:: Data for review
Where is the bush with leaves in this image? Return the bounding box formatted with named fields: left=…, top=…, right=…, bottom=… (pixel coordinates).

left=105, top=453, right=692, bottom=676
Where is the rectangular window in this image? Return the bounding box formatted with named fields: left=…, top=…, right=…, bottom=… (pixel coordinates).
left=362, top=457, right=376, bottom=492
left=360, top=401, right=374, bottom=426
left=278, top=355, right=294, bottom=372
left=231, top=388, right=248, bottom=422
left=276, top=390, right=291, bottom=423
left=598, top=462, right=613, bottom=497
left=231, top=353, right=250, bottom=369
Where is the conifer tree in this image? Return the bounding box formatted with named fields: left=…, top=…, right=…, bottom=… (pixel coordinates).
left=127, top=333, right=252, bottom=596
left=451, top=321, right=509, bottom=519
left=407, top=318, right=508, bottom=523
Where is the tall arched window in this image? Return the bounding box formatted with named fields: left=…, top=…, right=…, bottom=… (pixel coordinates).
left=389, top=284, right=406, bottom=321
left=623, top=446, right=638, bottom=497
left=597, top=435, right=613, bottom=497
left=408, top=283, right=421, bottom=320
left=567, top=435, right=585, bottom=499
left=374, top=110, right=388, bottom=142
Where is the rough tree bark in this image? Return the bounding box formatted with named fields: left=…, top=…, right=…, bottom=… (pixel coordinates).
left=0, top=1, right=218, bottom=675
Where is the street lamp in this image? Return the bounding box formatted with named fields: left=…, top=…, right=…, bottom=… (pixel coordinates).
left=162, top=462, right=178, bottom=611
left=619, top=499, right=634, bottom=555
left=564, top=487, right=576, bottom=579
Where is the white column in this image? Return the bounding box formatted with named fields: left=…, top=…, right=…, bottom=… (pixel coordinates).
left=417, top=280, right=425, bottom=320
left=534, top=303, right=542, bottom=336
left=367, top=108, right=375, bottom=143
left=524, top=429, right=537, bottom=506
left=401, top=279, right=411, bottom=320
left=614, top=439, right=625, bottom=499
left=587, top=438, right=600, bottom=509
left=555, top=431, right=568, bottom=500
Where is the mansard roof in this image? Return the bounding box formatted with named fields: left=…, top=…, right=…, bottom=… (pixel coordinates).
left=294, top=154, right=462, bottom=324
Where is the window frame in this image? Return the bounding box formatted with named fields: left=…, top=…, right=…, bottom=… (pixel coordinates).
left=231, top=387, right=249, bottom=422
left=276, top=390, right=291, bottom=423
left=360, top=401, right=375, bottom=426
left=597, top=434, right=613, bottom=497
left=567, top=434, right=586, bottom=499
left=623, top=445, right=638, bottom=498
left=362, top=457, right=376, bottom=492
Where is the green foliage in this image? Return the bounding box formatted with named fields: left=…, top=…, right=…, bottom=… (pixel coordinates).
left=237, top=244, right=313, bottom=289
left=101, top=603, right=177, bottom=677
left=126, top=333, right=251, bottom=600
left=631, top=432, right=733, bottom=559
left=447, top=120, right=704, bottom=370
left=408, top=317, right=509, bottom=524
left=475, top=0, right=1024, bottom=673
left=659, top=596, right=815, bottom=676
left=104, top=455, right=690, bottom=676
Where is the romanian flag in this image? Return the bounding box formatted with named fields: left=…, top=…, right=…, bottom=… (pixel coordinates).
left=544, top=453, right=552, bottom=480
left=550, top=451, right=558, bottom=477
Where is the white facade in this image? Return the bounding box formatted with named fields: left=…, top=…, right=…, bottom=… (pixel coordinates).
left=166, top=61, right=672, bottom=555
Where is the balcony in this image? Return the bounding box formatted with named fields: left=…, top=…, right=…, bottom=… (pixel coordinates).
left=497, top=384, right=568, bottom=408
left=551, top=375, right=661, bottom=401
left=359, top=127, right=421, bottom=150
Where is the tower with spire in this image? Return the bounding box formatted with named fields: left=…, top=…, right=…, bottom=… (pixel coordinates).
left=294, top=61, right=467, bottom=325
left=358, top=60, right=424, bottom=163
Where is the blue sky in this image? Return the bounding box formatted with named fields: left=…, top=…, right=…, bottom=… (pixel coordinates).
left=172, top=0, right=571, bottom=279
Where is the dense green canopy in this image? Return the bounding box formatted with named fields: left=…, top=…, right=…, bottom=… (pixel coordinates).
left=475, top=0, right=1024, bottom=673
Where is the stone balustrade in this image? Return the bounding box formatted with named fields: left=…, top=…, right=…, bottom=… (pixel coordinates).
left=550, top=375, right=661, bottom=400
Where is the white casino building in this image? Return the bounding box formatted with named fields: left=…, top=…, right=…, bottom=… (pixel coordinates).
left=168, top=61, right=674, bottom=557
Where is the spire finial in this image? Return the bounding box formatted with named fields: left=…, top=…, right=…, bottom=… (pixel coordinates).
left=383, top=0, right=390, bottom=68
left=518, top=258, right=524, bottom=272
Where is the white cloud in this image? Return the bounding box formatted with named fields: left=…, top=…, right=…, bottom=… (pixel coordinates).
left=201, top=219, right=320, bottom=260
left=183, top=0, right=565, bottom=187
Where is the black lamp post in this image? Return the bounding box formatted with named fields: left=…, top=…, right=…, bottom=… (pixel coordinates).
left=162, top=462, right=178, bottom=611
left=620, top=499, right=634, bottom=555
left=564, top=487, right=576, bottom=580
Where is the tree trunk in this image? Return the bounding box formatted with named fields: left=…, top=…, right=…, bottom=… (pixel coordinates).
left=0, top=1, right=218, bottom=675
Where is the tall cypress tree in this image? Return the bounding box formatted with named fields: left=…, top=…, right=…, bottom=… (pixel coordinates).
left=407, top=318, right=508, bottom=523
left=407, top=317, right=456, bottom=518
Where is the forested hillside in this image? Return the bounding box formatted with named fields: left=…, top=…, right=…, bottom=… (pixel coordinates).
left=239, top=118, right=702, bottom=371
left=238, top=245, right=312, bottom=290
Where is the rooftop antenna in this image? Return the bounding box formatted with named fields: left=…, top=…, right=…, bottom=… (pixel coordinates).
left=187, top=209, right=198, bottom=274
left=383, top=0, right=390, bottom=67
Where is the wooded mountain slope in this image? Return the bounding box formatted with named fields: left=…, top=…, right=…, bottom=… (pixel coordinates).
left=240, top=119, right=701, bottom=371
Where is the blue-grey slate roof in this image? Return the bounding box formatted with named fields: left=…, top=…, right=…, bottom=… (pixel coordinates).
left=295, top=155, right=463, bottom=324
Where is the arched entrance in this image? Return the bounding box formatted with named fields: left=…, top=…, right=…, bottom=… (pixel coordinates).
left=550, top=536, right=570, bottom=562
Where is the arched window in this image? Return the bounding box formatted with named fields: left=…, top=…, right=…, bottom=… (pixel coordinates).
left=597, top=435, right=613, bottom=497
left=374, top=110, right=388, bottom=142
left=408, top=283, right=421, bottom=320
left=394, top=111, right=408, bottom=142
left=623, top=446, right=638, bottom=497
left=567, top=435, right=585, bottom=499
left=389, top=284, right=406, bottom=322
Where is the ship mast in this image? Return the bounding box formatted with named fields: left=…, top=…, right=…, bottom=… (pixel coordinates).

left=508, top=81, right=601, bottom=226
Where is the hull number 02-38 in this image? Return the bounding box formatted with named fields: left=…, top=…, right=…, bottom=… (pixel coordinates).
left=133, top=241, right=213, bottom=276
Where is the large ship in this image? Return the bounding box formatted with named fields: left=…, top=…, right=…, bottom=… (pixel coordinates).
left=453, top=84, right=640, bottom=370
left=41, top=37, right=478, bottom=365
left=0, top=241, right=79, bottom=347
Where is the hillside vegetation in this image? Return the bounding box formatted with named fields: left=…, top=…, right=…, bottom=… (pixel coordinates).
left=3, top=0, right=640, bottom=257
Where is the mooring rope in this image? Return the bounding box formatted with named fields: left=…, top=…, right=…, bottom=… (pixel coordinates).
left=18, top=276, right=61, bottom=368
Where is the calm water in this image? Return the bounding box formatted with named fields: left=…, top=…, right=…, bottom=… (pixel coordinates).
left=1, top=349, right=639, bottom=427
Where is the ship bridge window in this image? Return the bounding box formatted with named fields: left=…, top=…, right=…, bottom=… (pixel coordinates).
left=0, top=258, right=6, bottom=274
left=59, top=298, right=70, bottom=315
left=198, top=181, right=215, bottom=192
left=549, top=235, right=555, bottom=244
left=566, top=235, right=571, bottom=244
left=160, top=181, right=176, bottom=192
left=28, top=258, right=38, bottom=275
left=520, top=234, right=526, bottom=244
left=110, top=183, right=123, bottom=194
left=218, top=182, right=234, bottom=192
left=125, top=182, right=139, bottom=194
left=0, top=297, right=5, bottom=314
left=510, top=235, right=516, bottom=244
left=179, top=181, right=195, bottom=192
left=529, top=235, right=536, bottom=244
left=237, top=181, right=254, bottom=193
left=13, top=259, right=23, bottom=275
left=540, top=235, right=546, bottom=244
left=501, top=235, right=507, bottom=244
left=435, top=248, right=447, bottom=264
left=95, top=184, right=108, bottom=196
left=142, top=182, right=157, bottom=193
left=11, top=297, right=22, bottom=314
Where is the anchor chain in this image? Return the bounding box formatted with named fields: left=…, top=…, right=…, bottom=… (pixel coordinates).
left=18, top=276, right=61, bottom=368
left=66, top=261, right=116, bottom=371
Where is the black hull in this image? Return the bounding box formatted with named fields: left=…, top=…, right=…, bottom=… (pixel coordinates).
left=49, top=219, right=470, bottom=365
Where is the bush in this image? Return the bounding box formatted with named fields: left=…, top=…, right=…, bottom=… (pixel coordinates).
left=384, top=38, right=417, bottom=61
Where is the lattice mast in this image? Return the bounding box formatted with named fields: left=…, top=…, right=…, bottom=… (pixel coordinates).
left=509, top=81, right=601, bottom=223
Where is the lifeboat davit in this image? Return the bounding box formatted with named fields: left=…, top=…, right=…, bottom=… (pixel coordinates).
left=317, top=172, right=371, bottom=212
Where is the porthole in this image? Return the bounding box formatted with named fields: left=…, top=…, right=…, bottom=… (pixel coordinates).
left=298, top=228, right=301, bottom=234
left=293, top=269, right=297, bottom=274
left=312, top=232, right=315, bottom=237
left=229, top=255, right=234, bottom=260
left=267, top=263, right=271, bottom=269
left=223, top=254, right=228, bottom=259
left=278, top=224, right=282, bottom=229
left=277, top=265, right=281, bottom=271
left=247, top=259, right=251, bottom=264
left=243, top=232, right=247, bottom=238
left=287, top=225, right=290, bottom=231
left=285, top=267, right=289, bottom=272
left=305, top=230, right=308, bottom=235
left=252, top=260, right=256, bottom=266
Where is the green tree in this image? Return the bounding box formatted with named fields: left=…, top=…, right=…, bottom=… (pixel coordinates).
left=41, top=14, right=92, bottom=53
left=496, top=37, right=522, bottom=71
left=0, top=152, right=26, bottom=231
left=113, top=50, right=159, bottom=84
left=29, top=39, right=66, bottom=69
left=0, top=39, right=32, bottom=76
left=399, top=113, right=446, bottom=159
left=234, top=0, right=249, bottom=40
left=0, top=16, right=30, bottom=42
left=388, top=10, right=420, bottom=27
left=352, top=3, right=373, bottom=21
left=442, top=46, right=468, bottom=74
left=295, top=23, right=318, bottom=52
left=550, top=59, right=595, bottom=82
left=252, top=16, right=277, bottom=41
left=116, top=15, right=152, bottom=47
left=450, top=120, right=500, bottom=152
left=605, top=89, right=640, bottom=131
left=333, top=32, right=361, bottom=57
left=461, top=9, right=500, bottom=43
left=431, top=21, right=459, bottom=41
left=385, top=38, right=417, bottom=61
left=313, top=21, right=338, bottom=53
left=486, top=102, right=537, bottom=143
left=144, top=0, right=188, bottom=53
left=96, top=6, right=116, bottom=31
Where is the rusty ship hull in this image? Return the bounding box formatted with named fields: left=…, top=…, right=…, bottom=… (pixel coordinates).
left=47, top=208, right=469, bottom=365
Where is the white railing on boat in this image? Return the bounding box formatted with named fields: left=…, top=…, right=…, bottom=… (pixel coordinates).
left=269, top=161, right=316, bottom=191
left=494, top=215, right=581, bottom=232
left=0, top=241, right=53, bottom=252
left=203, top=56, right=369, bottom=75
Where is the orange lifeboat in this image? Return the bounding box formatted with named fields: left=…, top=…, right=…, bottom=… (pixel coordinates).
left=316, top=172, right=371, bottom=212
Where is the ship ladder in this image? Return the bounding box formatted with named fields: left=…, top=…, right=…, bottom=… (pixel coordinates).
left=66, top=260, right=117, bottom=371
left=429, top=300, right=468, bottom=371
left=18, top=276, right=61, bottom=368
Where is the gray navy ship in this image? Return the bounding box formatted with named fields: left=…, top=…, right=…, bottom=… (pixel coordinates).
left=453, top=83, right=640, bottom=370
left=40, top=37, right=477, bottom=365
::::
What this task involves: This task calls for an exact reproduction of the lines that start at the one containing "Where is the ship ladder" and continue to the end of the entries above.

Result:
Where is the ship ladder in this image? Return the bounding box formatted with named fields: left=…, top=…, right=…, bottom=… (pixel coordinates).
left=66, top=260, right=117, bottom=371
left=429, top=300, right=468, bottom=371
left=18, top=276, right=61, bottom=368
Where is the gray navy ship in this image? Return the bounding box formatted with named fields: left=…, top=…, right=…, bottom=… (pixel coordinates).
left=453, top=83, right=640, bottom=370
left=40, top=37, right=477, bottom=365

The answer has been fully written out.